Stored data
Content starts

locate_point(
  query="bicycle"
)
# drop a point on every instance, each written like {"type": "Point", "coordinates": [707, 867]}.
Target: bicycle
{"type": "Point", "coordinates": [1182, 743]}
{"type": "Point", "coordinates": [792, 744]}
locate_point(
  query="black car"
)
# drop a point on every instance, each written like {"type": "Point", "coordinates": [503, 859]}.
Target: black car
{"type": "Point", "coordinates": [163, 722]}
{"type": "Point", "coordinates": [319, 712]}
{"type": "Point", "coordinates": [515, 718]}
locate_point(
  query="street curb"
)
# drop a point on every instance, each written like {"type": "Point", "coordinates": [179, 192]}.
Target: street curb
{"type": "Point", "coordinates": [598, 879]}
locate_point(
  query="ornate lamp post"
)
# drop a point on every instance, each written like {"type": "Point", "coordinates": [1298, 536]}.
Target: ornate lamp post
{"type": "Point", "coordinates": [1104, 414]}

Content ends

(Directions): An exact copy of the lines from the one containing "Target: bicycle" through the end of the entries is required, and nothing beyond them.

(Task output):
Target: bicycle
{"type": "Point", "coordinates": [1182, 743]}
{"type": "Point", "coordinates": [792, 744]}
locate_point(
  query="black car"
)
# drop a point on every instance, each written like {"type": "Point", "coordinates": [503, 859]}.
Target: black car
{"type": "Point", "coordinates": [163, 722]}
{"type": "Point", "coordinates": [319, 712]}
{"type": "Point", "coordinates": [515, 718]}
locate_point(
  query="street curb"
)
# drop a point on every instance, each written like {"type": "Point", "coordinates": [179, 192]}.
Target: street curb
{"type": "Point", "coordinates": [598, 879]}
locate_point(
  query="ornate lamp post"
)
# drop a point on every instance, each written like {"type": "Point", "coordinates": [1298, 536]}.
Target: ornate lamp post
{"type": "Point", "coordinates": [1104, 414]}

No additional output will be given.